## Work to complete:
Go through the entries below and count the lines where "middle" occurs. Give nothing but that number.

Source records
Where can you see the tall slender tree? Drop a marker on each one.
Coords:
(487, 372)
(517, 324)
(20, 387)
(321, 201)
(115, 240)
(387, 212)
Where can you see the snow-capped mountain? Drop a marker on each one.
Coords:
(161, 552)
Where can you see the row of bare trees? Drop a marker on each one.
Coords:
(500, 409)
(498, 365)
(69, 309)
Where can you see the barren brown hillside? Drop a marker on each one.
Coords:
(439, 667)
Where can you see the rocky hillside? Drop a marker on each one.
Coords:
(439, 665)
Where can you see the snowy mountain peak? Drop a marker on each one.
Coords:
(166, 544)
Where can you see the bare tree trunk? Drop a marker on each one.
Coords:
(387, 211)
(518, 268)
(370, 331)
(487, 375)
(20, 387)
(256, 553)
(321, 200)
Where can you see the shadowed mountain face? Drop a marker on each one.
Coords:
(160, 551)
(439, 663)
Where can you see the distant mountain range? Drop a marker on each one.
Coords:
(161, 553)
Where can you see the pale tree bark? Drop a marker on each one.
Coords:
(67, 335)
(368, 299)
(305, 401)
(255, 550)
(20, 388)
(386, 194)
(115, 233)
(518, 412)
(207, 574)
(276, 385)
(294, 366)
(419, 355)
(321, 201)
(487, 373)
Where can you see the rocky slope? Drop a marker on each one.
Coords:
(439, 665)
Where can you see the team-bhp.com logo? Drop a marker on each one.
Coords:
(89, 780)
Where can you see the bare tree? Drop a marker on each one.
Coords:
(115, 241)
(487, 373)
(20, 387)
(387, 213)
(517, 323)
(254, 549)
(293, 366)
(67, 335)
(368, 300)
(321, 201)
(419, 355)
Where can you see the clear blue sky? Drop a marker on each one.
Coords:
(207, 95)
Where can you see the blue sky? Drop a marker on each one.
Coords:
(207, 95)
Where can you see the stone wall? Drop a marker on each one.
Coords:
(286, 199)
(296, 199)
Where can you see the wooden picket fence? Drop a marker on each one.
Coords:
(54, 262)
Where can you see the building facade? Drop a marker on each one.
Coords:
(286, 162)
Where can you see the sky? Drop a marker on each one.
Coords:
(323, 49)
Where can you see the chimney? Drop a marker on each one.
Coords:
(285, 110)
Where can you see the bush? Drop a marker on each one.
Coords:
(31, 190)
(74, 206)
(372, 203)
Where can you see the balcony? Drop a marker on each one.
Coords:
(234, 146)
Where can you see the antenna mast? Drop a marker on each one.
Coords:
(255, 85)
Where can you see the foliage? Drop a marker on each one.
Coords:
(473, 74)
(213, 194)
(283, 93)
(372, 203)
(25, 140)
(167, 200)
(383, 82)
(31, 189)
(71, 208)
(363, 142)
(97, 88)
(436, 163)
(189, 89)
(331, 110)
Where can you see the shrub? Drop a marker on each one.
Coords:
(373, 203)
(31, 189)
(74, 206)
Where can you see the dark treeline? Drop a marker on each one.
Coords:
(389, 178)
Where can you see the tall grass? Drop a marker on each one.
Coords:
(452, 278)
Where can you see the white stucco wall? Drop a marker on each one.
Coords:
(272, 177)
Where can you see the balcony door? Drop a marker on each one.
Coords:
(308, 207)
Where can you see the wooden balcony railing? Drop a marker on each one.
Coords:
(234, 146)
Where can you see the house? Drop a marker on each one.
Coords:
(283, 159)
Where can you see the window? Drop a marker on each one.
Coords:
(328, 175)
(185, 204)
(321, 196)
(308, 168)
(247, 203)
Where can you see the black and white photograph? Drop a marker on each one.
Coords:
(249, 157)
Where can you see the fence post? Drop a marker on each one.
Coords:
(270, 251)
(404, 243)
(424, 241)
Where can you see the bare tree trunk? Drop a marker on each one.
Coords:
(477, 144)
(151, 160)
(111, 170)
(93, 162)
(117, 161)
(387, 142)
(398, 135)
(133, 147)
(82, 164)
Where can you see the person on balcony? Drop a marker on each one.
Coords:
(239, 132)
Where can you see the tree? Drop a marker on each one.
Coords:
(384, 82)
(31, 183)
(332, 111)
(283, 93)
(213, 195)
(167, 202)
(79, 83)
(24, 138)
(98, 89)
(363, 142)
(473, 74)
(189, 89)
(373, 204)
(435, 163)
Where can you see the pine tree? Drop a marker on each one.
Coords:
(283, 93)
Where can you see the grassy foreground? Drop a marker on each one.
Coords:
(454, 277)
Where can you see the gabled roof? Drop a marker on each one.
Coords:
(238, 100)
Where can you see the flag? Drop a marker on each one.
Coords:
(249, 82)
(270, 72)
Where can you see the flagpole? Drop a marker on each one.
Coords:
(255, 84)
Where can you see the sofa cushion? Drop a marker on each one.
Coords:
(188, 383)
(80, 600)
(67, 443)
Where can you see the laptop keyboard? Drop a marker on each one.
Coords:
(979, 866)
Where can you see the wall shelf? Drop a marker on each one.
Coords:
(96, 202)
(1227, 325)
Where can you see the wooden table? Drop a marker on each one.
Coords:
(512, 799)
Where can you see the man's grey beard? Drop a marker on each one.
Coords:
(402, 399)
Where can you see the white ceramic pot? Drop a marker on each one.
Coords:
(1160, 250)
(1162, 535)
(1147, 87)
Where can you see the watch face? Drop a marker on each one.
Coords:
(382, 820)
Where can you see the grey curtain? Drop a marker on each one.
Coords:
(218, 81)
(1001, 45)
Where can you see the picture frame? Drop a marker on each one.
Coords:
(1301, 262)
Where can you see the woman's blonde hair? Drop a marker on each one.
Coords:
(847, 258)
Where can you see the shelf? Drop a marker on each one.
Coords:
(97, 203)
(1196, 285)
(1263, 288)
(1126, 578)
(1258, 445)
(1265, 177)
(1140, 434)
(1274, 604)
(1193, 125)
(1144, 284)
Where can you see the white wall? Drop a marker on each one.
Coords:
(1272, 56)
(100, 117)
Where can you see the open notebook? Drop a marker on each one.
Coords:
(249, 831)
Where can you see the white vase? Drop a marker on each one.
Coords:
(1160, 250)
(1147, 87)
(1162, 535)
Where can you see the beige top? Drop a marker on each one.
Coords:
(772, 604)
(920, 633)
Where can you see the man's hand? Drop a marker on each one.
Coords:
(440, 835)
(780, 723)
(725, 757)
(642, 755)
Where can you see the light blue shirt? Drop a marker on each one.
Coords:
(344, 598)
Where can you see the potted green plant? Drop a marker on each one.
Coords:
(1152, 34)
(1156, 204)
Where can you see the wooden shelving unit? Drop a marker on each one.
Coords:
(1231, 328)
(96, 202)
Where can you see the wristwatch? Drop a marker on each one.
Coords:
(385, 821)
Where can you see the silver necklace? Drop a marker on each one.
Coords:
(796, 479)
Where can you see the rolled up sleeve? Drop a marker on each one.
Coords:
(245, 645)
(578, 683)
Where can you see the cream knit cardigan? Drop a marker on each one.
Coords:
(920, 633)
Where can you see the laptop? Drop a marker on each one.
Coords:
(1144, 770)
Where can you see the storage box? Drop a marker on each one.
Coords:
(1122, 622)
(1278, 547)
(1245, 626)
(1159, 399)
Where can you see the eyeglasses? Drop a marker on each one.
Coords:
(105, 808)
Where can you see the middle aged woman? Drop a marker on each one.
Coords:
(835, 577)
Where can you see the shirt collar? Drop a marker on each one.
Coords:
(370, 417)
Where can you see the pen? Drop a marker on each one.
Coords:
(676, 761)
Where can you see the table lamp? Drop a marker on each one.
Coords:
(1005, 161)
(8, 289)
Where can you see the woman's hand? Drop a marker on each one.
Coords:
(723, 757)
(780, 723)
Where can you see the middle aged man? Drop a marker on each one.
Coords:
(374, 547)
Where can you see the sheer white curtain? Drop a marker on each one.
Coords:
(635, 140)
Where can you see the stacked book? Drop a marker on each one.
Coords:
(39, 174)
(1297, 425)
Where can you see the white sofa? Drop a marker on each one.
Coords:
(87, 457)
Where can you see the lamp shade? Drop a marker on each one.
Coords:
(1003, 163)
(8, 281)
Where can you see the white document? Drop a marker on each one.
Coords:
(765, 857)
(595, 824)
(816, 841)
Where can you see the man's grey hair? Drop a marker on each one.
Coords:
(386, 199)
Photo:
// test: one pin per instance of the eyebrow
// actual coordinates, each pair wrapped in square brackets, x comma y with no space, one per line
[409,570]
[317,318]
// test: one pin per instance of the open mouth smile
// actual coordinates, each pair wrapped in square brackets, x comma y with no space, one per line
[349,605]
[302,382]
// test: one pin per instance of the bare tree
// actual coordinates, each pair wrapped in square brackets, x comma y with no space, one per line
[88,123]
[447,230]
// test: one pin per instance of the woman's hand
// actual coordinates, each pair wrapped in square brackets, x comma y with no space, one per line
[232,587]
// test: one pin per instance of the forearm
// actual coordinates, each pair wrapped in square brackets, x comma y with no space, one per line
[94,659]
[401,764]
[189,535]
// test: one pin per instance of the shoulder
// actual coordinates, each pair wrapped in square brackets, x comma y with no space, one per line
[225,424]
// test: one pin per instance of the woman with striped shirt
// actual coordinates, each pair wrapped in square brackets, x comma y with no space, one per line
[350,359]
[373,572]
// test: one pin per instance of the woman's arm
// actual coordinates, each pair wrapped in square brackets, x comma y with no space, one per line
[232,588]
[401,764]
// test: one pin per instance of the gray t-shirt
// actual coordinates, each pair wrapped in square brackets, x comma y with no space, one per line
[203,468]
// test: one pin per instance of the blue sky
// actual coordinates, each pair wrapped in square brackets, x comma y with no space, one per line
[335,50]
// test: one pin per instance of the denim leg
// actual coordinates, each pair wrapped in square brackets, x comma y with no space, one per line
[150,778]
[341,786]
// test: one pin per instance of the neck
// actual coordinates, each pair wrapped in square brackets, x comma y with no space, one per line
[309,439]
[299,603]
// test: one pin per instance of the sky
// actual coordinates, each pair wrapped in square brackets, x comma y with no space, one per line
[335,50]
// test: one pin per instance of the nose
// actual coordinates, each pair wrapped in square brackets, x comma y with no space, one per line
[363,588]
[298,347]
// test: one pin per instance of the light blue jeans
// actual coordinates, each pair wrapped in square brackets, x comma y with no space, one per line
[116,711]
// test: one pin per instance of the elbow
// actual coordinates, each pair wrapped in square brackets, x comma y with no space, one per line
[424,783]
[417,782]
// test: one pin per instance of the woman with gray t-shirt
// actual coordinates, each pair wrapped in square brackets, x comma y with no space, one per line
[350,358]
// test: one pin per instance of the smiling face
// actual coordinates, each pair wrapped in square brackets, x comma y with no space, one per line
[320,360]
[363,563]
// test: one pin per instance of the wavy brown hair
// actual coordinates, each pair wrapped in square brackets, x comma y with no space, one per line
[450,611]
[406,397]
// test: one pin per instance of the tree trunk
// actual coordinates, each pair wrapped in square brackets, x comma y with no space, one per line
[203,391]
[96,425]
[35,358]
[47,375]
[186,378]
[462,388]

## Solved exercise:
2